-- BEGIN Supplied records --

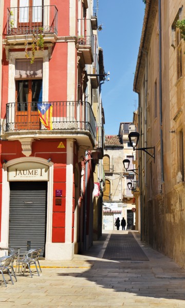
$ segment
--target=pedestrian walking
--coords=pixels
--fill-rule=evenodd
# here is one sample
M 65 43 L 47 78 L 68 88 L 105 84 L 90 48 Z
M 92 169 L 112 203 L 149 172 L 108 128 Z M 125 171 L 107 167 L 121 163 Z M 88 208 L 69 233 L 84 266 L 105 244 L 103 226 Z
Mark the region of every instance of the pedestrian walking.
M 122 227 L 122 230 L 125 230 L 126 226 L 126 220 L 125 220 L 124 217 L 123 217 L 123 219 L 121 220 L 121 225 Z
M 120 226 L 120 220 L 119 217 L 118 217 L 118 218 L 116 220 L 115 225 L 116 226 L 117 230 L 119 230 L 119 227 Z

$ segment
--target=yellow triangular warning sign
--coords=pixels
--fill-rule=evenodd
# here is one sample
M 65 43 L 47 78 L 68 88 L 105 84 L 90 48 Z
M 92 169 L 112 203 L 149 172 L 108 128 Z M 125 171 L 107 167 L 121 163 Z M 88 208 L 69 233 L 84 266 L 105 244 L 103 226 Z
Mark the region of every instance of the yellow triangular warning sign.
M 63 143 L 62 142 L 62 141 L 61 141 L 61 142 L 60 142 L 59 143 L 59 145 L 57 147 L 61 148 L 65 148 L 65 146 L 64 146 L 64 145 Z

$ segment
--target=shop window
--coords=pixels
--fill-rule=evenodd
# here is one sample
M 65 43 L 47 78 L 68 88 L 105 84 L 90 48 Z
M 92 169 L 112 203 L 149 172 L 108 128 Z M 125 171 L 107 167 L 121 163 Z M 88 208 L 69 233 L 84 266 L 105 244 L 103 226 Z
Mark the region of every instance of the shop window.
M 105 190 L 103 192 L 103 200 L 104 201 L 110 200 L 110 182 L 108 180 L 105 180 Z

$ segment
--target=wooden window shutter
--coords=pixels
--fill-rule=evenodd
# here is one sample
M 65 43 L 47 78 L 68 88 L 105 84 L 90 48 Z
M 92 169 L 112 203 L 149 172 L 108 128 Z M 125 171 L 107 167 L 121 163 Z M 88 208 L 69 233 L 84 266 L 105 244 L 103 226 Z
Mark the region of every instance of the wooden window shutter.
M 42 78 L 42 59 L 35 59 L 32 64 L 29 59 L 17 59 L 15 61 L 16 79 Z

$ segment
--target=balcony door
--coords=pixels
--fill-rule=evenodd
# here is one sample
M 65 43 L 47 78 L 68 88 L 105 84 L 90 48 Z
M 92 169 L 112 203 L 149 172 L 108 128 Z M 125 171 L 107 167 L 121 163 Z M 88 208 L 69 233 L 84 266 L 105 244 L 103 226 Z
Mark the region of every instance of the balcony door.
M 16 82 L 15 123 L 18 129 L 39 129 L 37 103 L 42 101 L 42 80 Z
M 18 21 L 20 27 L 29 32 L 42 26 L 43 0 L 18 0 Z
M 37 103 L 42 102 L 43 60 L 15 62 L 15 124 L 18 129 L 39 129 Z

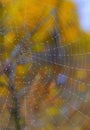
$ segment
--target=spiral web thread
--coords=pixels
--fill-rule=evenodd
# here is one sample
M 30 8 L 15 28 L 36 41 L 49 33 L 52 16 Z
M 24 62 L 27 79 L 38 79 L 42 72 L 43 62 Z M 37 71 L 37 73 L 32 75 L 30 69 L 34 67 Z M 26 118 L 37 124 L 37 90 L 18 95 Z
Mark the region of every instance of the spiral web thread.
M 53 11 L 52 11 L 53 12 Z M 38 72 L 38 69 L 40 70 L 40 67 L 46 67 L 47 65 L 50 66 L 58 66 L 61 69 L 60 74 L 56 74 L 56 71 L 53 69 L 53 74 L 51 74 L 48 70 L 48 74 L 46 75 L 46 77 L 42 77 L 42 79 L 39 82 L 44 82 L 44 85 L 47 85 L 47 83 L 52 80 L 55 80 L 60 93 L 58 93 L 58 95 L 56 95 L 56 97 L 59 99 L 63 99 L 64 103 L 62 106 L 57 106 L 56 104 L 54 104 L 54 107 L 56 107 L 58 109 L 59 107 L 59 113 L 58 113 L 58 120 L 61 121 L 62 123 L 65 121 L 67 122 L 66 125 L 67 127 L 69 127 L 69 130 L 72 129 L 76 130 L 76 128 L 82 128 L 84 126 L 84 124 L 88 124 L 88 122 L 90 121 L 90 79 L 89 79 L 89 75 L 90 75 L 90 45 L 89 43 L 87 45 L 85 45 L 85 43 L 70 43 L 70 44 L 66 44 L 63 45 L 60 42 L 60 34 L 58 31 L 58 25 L 57 25 L 57 21 L 55 20 L 55 17 L 53 15 L 53 13 L 50 14 L 50 16 L 53 16 L 53 20 L 55 21 L 55 28 L 52 29 L 52 31 L 54 32 L 54 36 L 52 37 L 52 34 L 49 34 L 51 41 L 54 41 L 54 45 L 50 46 L 48 43 L 49 41 L 46 41 L 46 49 L 43 52 L 32 52 L 31 50 L 31 46 L 34 46 L 32 44 L 32 42 L 30 42 L 30 45 L 27 46 L 28 49 L 23 50 L 23 44 L 25 43 L 25 41 L 28 41 L 28 38 L 30 38 L 31 34 L 35 33 L 37 29 L 39 29 L 39 27 L 41 26 L 40 24 L 44 24 L 44 22 L 48 19 L 46 18 L 44 21 L 42 21 L 42 23 L 40 23 L 38 26 L 36 26 L 36 28 L 34 29 L 34 31 L 32 33 L 27 33 L 26 36 L 24 37 L 24 39 L 21 39 L 21 43 L 19 43 L 14 51 L 11 54 L 11 57 L 9 59 L 10 62 L 13 62 L 12 59 L 14 57 L 16 57 L 17 55 L 19 55 L 18 58 L 16 58 L 15 63 L 13 63 L 12 66 L 17 66 L 17 64 L 27 64 L 28 62 L 31 62 L 33 64 L 32 70 L 33 70 L 33 76 L 31 81 L 24 81 L 26 86 L 25 88 L 23 88 L 22 90 L 20 90 L 20 92 L 18 92 L 18 96 L 24 95 L 25 93 L 28 93 L 27 90 L 29 90 L 31 87 L 33 87 L 33 82 L 35 80 L 35 75 Z M 43 25 L 42 25 L 43 26 Z M 47 30 L 47 33 L 50 33 Z M 2 33 L 1 33 L 2 34 Z M 41 46 L 43 46 L 43 44 L 41 44 Z M 22 56 L 20 55 L 20 51 L 22 51 Z M 27 55 L 28 54 L 28 57 Z M 28 70 L 30 68 L 27 68 Z M 48 68 L 47 68 L 48 69 Z M 36 71 L 37 70 L 37 71 Z M 36 71 L 36 72 L 34 72 Z M 77 71 L 82 71 L 86 74 L 86 76 L 83 79 L 78 79 L 75 76 L 75 73 Z M 11 81 L 14 78 L 14 69 L 10 75 L 10 79 Z M 64 83 L 62 83 L 62 77 L 66 78 L 66 81 Z M 58 80 L 59 83 L 58 83 Z M 30 81 L 30 82 L 29 82 Z M 18 83 L 17 83 L 18 84 Z M 80 85 L 84 85 L 85 86 L 85 91 L 84 92 L 80 92 L 78 90 L 78 86 Z M 29 86 L 29 87 L 28 87 Z M 45 87 L 45 86 L 44 86 Z M 24 96 L 25 97 L 25 114 L 27 113 L 27 98 L 29 99 L 29 95 L 28 96 Z M 6 107 L 6 104 L 8 102 L 9 97 L 7 96 L 5 98 L 4 101 L 4 105 L 2 107 L 2 115 L 4 113 L 4 109 Z M 42 98 L 42 97 L 41 97 Z M 2 100 L 2 99 L 1 99 Z M 44 102 L 44 101 L 43 101 Z M 48 107 L 48 106 L 47 106 Z M 20 106 L 20 108 L 22 108 L 22 106 Z M 74 111 L 74 114 L 72 115 L 72 117 L 68 116 L 68 112 L 69 110 Z M 51 116 L 51 115 L 50 115 Z M 49 117 L 50 119 L 52 119 L 52 117 Z M 26 121 L 28 120 L 29 122 L 29 118 L 25 119 Z M 48 121 L 50 121 L 49 119 L 47 119 Z M 55 123 L 56 118 L 53 117 L 52 122 Z M 2 121 L 3 122 L 3 121 Z M 2 122 L 0 122 L 0 126 L 2 126 Z M 9 115 L 6 119 L 6 125 L 5 125 L 5 130 L 8 129 L 8 127 L 10 126 L 10 122 L 11 122 L 11 116 Z M 42 129 L 44 129 L 45 125 L 47 124 L 47 121 L 45 120 L 45 122 L 41 122 L 41 120 L 37 120 L 36 118 L 32 118 L 32 126 L 31 129 L 39 129 L 39 127 L 41 127 Z M 58 122 L 58 121 L 57 121 Z M 45 124 L 46 123 L 46 124 Z M 62 129 L 62 123 L 59 122 L 59 124 L 56 126 L 56 129 Z M 53 124 L 53 123 L 51 123 Z M 90 125 L 87 126 L 87 129 L 90 128 Z M 11 127 L 11 129 L 15 129 L 13 127 Z M 30 129 L 30 126 L 25 126 L 23 129 Z

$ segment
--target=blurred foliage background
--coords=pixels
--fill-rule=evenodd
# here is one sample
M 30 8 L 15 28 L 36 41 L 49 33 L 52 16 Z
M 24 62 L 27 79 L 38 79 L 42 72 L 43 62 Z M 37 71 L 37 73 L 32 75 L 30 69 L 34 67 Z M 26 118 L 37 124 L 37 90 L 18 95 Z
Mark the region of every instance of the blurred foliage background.
M 0 0 L 0 130 L 89 130 L 89 76 L 73 0 Z

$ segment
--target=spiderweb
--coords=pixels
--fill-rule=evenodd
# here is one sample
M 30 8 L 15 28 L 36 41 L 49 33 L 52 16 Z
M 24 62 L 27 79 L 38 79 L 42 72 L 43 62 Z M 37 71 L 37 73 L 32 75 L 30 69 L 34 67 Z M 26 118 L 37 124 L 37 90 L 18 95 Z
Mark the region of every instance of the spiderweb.
M 1 58 L 1 75 L 5 75 L 9 91 L 7 96 L 0 97 L 0 129 L 90 129 L 89 41 L 63 44 L 56 15 L 53 9 L 31 32 L 25 27 L 23 37 L 16 40 L 18 44 L 3 67 Z M 43 49 L 38 51 L 32 36 L 49 18 L 54 26 L 51 30 L 45 28 L 48 37 L 39 43 Z M 13 32 L 2 24 L 0 35 L 5 37 L 7 31 Z M 16 33 L 18 37 L 18 29 Z M 26 75 L 23 70 L 22 76 L 17 75 L 18 65 L 26 65 Z

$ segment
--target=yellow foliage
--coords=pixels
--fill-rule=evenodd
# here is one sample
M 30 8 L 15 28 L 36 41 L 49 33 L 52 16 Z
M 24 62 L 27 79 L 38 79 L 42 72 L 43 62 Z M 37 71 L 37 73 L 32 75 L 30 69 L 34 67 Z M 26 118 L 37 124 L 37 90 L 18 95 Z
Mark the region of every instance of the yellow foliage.
M 15 40 L 15 34 L 13 32 L 9 32 L 4 37 L 4 47 L 5 49 L 13 48 Z
M 86 84 L 84 84 L 84 83 L 79 84 L 79 86 L 78 86 L 78 91 L 79 92 L 85 92 L 86 89 L 87 89 L 87 85 Z
M 70 1 L 62 2 L 59 12 L 59 22 L 63 42 L 69 43 L 77 41 L 80 30 L 75 4 Z
M 59 113 L 59 108 L 56 106 L 52 106 L 47 109 L 47 114 L 49 116 L 56 116 L 56 115 L 58 115 L 58 113 Z
M 7 82 L 7 77 L 5 75 L 0 76 L 0 84 L 7 86 L 8 82 Z

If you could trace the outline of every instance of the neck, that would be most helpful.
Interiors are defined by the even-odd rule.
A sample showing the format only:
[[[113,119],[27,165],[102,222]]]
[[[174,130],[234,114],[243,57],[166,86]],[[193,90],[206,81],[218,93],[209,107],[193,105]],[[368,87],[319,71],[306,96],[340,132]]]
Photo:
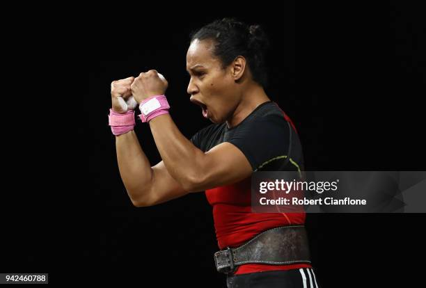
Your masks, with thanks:
[[[242,95],[242,100],[234,111],[230,118],[226,120],[226,125],[232,128],[244,120],[259,105],[269,101],[263,88],[256,83],[252,83],[246,89],[246,93]]]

-- END Supplied records --

• Your instructions
Give every line of the data from the line containing "If you could" through the end, inclusive, as a JSON list of strings with one string per line. Leave out blank lines and the pictures.

• Written response
[
  "If you could trace the outline of every instance of the neck, that would be most helpful.",
  "Interiors are defined by the even-odd rule.",
  "A sample showing the format only:",
  "[[[113,119],[27,165],[102,222]]]",
  "[[[174,130],[234,114],[243,57],[166,86]],[[193,90],[206,81],[218,93],[209,107],[193,105]],[[368,87],[319,71],[306,96],[340,132]]]",
  "Photo:",
  "Your masks, with thanks:",
  "[[[242,95],[242,100],[234,111],[230,118],[226,120],[226,125],[232,128],[244,120],[259,105],[269,101],[263,88],[256,83],[252,83],[246,89],[246,93]]]"
]